(GIVEN RECORDS):
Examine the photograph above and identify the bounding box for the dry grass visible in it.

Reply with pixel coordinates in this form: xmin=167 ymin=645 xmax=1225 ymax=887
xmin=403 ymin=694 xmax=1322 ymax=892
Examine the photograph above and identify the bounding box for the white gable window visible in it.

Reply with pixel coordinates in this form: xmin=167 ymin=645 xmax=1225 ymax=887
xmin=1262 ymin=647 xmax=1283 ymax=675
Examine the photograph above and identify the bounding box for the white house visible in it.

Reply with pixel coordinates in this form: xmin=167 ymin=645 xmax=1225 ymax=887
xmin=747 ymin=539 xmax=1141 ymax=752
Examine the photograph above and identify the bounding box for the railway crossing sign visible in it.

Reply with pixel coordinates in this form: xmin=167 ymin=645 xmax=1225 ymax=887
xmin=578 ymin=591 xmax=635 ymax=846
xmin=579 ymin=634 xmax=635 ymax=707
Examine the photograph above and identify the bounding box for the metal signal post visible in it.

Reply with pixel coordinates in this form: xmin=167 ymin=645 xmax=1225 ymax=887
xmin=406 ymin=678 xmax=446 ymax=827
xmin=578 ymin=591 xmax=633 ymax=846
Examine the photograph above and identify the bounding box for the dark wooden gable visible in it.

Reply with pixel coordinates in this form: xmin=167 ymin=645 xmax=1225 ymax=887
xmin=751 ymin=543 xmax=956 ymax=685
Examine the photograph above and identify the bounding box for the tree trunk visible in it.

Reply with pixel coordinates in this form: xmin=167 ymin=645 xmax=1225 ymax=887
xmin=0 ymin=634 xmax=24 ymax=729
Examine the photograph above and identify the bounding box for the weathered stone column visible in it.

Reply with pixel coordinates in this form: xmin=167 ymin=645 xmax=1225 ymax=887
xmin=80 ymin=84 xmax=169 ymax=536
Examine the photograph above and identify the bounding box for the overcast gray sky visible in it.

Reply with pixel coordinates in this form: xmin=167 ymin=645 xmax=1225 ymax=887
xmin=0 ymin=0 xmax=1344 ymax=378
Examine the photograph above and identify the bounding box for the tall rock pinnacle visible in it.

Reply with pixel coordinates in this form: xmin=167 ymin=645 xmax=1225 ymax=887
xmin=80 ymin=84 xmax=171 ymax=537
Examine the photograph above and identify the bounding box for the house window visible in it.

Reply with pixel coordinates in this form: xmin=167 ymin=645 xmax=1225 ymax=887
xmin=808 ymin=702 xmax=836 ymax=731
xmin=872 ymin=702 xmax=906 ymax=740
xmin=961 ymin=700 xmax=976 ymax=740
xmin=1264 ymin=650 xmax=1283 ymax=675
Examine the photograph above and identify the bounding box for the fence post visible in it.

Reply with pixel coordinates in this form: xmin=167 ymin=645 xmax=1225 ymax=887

(STATED EXERCISE):
Show every line in the data above that contains the word "window", copying each one in full.

(ANSWER IN FULL):
Examine the photograph above and identify the bounding box for the white gable window visible in it.
Examine the photograph above and identify the bounding box for the house window visible in it.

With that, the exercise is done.